## [GIVEN TASK]
Could you give these lines again with "orange running shoe" replaced by "white sneaker" throughout and everything else left as it is?

## [MATERIAL PROVIDED]
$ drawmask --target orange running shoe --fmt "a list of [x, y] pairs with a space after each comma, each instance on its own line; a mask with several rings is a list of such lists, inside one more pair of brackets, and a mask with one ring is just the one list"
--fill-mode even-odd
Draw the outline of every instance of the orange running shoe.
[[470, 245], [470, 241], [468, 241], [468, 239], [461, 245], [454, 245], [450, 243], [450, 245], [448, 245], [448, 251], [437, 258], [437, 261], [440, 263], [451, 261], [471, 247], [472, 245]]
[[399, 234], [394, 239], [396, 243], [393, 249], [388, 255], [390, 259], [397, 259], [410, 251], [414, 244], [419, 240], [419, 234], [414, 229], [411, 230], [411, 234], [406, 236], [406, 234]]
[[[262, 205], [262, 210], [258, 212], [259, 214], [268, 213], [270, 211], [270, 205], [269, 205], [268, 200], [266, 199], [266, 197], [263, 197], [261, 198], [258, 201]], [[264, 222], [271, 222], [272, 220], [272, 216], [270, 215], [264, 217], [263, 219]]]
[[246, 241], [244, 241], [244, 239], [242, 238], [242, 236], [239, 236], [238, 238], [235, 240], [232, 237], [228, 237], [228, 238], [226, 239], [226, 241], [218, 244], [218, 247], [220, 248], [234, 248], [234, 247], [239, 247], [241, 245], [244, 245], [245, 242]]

## [RESULT]
$ drawmask --target white sneaker --fmt "a list of [x, y] pairs with a space after each comma, each instance on its own line; a mask with several rings is a list of such lists, inside one more pair of brackets, and a mask with one ring is just the one list"
--fill-mode even-odd
Draw the outline of every instance of the white sneaker.
[[470, 245], [470, 241], [468, 241], [468, 239], [461, 245], [454, 245], [450, 243], [450, 245], [448, 245], [448, 251], [437, 258], [437, 261], [440, 263], [451, 261], [471, 247], [472, 245]]
[[399, 234], [394, 239], [396, 243], [393, 249], [388, 255], [390, 259], [397, 259], [410, 251], [414, 244], [419, 240], [419, 234], [414, 229], [411, 230], [411, 234], [406, 236], [406, 234]]
[[[262, 205], [262, 210], [258, 212], [259, 214], [268, 213], [270, 211], [270, 205], [269, 205], [268, 200], [266, 199], [266, 197], [263, 197], [261, 198], [258, 201]], [[264, 222], [271, 222], [272, 220], [272, 216], [270, 215], [264, 217], [263, 219]]]
[[246, 241], [244, 241], [244, 239], [242, 238], [242, 236], [239, 236], [238, 238], [235, 240], [232, 237], [228, 237], [228, 238], [226, 239], [226, 241], [218, 244], [218, 247], [220, 248], [234, 248], [234, 247], [239, 247], [241, 245], [244, 245], [245, 242]]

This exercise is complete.